- [Task details] Each record must appear in the answer exactly as given.

- [Record set]
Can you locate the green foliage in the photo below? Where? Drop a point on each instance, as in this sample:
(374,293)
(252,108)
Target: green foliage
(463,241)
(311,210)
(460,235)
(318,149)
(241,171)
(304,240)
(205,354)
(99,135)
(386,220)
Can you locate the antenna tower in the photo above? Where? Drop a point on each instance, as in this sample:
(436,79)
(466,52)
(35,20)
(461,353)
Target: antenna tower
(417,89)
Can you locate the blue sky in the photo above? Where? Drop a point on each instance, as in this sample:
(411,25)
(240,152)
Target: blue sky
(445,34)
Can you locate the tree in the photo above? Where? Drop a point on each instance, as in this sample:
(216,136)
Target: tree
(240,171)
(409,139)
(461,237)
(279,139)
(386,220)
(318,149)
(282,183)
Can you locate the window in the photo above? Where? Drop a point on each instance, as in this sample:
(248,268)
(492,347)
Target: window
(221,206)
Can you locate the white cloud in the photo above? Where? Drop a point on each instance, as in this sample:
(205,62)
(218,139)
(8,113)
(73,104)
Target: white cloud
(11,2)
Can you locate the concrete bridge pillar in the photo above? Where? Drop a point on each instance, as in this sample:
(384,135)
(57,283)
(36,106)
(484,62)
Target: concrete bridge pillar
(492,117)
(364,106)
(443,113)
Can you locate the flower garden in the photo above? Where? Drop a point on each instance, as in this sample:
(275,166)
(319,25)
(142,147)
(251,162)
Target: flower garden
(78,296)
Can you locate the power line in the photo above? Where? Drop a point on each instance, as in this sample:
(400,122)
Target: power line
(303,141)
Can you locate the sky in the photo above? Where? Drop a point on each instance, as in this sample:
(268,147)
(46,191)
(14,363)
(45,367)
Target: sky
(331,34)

- [Result of the task]
Can you locate the green foliage in the photo below? Where? Drop a point on each instance, as in this sample:
(374,293)
(252,108)
Target: green foliage
(463,241)
(311,210)
(460,235)
(318,149)
(241,171)
(304,240)
(205,354)
(99,135)
(386,220)
Can you locate the antenna tower in the photo above? Where? Drop a point on each instance, as in this sample:
(436,79)
(466,52)
(35,20)
(461,353)
Target: antenna tower
(417,89)
Can you locate the blue sky in the photo above? Where? Drop a point on each instance, as in this sample:
(411,25)
(240,152)
Target: blue sky
(445,34)
Can you locate the tree in the photo above? Where? Drop a point on each instance, as in this sample:
(216,136)
Target: tree
(240,171)
(409,139)
(461,237)
(279,139)
(386,220)
(318,149)
(282,183)
Can you locate the window in the photo above? Where? Drop a point on each instance, as in this sample:
(248,268)
(492,347)
Target: window
(221,206)
Can you locate the white cloud in the photo above? Where? Drop a point on each instance, as in this sample:
(205,62)
(218,139)
(8,113)
(73,104)
Target: white cloud
(11,2)
Can you locate the concrete bridge pillar in the photo above? Where? Drop a point on each instance, as in this sample:
(384,135)
(57,283)
(36,106)
(484,62)
Target: concrete bridge pillar
(492,117)
(364,106)
(443,113)
Can you locate the flower garden in the photo above? Where? Drop a point on each instance, as in this sample:
(275,166)
(319,25)
(142,147)
(251,162)
Target: flower garden
(78,296)
Can you locate the power line in the photo above? Where? Drop a point on each instance, as in this sample:
(400,122)
Target: power line
(303,141)
Can you locate the sky in the photo above? Where? Drop a point on each instance, as in this sample:
(268,147)
(46,191)
(14,363)
(45,367)
Target: sky
(331,34)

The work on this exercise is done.